Geçende bir gece TV kanallarında geziniyoruz. Doğu'dan, Batı'dan müzik diye bir takım zırvalar, zırvalar... Bir kanaldaysa Yaşar Özel'e rastlıyor ve duruyoruz. Kendisi bizi fazla bekletmiyor; henüz ikinci şarkı bir Hüzzam: "Bir sen kaldın içimde, bir de o hâtıralar. Öldürür her gün beni, kalbimdeki yaralar."
Hadi gel de dinleme bakalım!

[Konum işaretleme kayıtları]
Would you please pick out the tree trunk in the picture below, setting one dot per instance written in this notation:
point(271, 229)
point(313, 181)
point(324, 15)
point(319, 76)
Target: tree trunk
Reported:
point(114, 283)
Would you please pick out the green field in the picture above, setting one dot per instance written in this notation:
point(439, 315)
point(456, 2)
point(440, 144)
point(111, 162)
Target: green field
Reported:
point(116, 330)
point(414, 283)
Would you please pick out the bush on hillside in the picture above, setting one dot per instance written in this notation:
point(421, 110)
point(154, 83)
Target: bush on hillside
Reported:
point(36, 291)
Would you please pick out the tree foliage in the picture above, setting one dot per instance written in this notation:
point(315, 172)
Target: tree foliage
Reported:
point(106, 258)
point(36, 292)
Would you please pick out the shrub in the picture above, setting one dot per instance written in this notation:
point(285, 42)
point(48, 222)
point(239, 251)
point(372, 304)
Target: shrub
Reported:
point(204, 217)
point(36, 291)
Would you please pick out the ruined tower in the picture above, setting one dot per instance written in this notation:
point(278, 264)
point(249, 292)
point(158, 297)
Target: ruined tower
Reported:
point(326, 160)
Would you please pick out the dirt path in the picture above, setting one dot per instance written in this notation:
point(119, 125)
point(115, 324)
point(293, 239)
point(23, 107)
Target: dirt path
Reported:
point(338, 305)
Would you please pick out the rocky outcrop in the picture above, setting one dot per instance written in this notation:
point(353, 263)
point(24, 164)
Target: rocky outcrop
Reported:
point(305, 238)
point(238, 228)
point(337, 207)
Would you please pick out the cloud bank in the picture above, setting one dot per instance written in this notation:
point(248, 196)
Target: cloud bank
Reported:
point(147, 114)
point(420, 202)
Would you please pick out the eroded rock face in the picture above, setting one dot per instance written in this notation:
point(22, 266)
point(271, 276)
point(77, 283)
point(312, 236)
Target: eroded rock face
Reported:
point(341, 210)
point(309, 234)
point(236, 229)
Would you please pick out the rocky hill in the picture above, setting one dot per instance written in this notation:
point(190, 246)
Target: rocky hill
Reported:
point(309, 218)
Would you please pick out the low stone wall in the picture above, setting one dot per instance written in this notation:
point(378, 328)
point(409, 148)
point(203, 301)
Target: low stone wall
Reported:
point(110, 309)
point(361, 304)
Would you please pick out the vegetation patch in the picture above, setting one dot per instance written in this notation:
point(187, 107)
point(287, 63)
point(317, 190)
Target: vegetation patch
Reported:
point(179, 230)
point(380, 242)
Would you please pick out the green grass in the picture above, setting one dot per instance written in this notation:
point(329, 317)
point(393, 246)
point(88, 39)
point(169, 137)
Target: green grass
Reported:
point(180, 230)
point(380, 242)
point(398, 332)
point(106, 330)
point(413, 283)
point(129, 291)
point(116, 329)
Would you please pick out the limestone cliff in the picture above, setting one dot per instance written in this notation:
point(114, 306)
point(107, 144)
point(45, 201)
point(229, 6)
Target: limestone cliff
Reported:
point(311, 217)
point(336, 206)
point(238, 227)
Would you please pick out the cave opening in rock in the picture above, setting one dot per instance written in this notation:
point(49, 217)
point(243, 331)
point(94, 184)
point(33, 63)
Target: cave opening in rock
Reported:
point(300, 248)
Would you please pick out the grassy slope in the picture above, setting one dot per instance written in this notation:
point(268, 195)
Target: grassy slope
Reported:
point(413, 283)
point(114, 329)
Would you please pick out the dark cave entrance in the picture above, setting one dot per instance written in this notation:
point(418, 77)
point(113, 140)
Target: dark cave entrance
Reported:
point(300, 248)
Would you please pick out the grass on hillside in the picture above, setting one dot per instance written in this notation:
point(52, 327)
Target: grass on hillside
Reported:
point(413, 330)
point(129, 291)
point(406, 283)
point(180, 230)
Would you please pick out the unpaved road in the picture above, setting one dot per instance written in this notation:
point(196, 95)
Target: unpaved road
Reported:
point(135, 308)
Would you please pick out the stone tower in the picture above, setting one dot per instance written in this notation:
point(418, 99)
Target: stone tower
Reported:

● **Görev Listesi**:
- A) Çıkarılan metne göre şu soruları yanıtlayın:
(i) Kanallarda gezinirken hangi sanatçıya rastlanıyor?
(ii) Sanatçının söylediği ikinci şarkı hangi makamda?
(iii) Şarkı sözlerinde her gün öldüren ne olarak geçiyor?
- B) Lütfen çıkarılan metni son cümlesinden sonra aynı üslupla sürdürün.

● **Görev Yanıtları**:
- A)
(i) Yaşar Özel
(ii) Hüzzam
(iii) Kalbimdeki yaralar

- B)
1950 veyâ 51, ilk veyâ sonbahar. Vize'den göçmüş bir âile olarak, üç-dört yıldır İstanbul-Eyüp'te yaşamaktayız. Günlerden bir pazar, komşu sokakta top oynuyoruz. Onca şamata arasında, kulaklarımız bildik ve güzel bir nağmeye takılıyor. Şarkı dinlediğimizi düşüneceğiz ama... Nağmeler, bitmek bilmeden uzayıp-uzayıp gitmekteler. Bizden başka oradakilerin hepsi doğma-büyüme Eyüplüler. Şaşırdığımızı görünce, bir yöne dönerek açıklıyorlar. Şurada bir kilise var; orada Gâvurlar dua okuyorlar! Kilise, Gâvur, onların duaları... Bunlar bize yabancı. Tabiatıyla çok da ilgi çekici şeyler. Özellikle de Gâvurları merâk ediyoruz! Nasıl yaratıklar acaba!? Peki, diye soruyoruz; o kiliseye biz de gidebilir miyiz, içeriye alırlar mı?!. Alırlarmış; bir-kaç çocuk oyunu bırakıyor, kalkıp-gidiyoruz.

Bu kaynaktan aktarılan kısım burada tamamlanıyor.